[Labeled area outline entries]
......

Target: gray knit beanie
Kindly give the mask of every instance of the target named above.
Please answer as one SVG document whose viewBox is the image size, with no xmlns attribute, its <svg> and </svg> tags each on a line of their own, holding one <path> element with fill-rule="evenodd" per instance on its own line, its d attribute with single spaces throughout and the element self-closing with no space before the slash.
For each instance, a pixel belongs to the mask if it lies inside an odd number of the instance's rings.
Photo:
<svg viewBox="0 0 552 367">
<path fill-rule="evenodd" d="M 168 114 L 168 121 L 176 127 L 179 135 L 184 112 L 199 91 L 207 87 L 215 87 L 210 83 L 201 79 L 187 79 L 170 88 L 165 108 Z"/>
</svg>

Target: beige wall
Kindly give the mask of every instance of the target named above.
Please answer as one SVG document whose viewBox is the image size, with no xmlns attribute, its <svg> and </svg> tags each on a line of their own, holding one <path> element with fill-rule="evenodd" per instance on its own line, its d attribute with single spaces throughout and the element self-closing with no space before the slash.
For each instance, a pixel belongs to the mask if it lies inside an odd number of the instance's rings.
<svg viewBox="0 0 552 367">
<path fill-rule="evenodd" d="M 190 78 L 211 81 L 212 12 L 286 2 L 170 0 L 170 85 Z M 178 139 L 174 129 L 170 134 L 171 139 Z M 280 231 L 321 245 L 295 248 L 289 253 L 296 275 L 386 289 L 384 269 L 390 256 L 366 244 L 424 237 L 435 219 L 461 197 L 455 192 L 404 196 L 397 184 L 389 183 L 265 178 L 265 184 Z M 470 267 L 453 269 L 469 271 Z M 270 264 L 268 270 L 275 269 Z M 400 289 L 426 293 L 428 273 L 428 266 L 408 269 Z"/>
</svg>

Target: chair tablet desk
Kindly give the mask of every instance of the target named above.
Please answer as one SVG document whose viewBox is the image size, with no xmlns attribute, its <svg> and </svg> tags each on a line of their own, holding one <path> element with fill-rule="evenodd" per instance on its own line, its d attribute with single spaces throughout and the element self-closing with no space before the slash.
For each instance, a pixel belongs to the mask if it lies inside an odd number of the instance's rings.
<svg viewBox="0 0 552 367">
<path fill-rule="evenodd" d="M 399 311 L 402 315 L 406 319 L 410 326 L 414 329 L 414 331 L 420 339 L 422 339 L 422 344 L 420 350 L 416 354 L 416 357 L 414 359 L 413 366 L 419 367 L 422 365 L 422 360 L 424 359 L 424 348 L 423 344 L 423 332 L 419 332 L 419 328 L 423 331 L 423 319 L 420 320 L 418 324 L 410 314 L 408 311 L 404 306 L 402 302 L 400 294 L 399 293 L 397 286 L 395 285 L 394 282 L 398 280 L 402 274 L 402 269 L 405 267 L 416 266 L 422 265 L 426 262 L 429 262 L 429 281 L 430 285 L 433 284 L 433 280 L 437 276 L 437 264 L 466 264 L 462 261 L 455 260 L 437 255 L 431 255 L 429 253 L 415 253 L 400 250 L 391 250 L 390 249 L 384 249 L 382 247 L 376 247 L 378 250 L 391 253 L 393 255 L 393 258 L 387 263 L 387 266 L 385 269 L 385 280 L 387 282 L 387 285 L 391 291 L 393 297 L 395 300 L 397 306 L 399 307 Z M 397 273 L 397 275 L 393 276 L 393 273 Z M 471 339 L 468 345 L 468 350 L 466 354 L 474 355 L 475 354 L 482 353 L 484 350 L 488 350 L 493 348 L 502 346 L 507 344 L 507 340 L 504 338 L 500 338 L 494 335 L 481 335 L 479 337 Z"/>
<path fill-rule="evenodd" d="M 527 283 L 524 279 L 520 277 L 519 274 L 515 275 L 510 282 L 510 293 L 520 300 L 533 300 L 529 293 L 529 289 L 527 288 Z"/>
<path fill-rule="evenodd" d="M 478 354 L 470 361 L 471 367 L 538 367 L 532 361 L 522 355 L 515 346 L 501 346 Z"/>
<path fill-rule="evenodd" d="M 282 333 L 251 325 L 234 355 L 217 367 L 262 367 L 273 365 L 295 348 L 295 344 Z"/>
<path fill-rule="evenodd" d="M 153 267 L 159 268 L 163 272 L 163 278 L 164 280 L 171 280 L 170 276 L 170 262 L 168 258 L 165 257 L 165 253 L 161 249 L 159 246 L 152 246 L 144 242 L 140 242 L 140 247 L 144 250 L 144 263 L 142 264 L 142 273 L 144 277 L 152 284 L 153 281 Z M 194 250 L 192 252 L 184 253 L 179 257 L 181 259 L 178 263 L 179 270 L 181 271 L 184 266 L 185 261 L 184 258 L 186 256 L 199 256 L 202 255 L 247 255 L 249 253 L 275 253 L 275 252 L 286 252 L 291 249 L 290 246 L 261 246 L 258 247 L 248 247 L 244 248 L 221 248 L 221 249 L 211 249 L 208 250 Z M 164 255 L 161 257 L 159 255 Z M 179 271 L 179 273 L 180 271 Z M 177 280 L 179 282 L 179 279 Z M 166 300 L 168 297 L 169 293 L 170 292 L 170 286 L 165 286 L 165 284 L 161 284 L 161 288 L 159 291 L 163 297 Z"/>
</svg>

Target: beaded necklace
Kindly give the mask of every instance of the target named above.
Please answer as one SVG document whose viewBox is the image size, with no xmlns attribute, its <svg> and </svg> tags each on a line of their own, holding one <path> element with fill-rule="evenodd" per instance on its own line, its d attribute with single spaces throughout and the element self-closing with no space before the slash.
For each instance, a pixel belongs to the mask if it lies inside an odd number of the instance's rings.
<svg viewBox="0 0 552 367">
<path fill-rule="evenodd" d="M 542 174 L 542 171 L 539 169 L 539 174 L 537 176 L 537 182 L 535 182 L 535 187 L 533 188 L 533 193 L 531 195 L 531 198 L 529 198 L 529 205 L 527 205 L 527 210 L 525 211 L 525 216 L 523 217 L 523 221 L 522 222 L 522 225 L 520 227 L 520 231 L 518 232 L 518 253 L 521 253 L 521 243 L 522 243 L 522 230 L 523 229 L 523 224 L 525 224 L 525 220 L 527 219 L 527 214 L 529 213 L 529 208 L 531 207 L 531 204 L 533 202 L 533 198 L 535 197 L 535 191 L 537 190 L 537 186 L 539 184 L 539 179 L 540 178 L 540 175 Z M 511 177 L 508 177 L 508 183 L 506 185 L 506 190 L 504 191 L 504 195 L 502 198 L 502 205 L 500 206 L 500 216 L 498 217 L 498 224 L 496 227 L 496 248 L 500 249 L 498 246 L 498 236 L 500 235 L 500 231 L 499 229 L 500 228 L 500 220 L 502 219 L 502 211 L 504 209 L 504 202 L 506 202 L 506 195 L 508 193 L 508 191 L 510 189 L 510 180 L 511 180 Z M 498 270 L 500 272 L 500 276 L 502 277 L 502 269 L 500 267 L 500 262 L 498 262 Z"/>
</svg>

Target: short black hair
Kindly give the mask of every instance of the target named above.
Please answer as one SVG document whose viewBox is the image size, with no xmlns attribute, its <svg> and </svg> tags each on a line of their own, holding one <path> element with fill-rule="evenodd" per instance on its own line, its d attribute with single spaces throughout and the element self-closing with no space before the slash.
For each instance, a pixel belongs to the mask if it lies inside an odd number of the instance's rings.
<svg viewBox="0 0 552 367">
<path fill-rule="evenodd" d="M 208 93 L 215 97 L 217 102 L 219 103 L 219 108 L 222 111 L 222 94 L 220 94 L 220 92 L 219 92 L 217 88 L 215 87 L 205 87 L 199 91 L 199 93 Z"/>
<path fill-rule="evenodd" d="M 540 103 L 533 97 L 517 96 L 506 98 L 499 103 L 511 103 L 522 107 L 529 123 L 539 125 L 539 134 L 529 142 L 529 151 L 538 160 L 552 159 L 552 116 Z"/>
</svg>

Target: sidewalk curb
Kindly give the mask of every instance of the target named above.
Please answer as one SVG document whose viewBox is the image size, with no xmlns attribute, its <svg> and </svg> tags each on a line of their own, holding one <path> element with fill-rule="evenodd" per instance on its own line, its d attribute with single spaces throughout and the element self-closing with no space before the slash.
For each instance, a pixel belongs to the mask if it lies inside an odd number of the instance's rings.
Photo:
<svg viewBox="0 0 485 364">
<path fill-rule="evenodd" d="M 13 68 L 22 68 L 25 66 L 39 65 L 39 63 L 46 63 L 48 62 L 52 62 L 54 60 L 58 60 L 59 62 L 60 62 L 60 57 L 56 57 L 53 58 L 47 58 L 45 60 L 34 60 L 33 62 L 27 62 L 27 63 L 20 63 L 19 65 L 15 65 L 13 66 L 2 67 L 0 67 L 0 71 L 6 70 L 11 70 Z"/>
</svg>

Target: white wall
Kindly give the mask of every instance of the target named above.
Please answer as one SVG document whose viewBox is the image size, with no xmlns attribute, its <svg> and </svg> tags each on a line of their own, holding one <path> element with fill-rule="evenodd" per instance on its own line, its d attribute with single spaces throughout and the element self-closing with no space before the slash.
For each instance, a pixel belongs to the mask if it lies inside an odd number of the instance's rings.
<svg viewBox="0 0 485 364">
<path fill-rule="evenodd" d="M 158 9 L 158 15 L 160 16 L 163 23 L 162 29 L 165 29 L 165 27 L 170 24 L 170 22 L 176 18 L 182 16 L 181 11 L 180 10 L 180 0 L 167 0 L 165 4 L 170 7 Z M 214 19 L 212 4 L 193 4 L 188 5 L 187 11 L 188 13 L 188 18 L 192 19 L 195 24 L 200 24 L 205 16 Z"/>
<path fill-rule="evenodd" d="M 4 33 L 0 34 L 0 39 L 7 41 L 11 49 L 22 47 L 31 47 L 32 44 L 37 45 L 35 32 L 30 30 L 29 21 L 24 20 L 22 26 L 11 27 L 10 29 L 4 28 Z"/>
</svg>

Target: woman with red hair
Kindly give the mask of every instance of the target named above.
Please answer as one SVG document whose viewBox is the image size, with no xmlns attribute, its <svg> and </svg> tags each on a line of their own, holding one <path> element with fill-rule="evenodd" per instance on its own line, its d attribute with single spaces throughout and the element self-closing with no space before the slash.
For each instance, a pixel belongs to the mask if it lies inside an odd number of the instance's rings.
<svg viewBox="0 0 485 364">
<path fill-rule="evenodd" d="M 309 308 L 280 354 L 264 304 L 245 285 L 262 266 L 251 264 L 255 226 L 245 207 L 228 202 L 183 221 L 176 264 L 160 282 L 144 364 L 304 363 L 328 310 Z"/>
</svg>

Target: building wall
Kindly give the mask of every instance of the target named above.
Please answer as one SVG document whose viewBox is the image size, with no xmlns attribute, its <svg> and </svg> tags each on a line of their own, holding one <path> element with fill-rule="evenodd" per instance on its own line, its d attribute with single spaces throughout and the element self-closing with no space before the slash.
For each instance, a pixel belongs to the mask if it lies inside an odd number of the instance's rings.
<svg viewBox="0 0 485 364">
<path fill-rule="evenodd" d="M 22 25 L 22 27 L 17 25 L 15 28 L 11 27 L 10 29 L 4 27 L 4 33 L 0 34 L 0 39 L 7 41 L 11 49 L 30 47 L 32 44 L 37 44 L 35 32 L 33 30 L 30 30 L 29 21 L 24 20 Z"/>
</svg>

......

• _WRITTEN EXERCISE_:
Copy out, character for character, the lines of the records above, starting at the line containing "Target: white wall" and ending with the line containing "158 9 L 158", both included.

• _THE REPLY_:
Target: white wall
Kindly give the mask of every instance of the target named above.
Please answer as one SVG document whose viewBox is the image size, with no xmlns attribute, its <svg> and </svg> tags each on a line of their own, holding one <path> element with fill-rule="evenodd" per instance on its own line, its d attribute with single spaces throughout and the element self-closing with no space before the slash.
For each instance, a pixel belongs to the mask if it lies inside an odd number of the instance's rings.
<svg viewBox="0 0 485 364">
<path fill-rule="evenodd" d="M 158 9 L 158 15 L 160 16 L 163 23 L 162 29 L 165 29 L 165 27 L 170 24 L 170 22 L 176 18 L 182 16 L 181 11 L 180 10 L 180 0 L 167 0 L 165 4 L 170 7 Z M 214 19 L 212 4 L 193 4 L 188 5 L 187 11 L 188 13 L 188 18 L 192 19 L 195 24 L 200 24 L 205 16 Z"/>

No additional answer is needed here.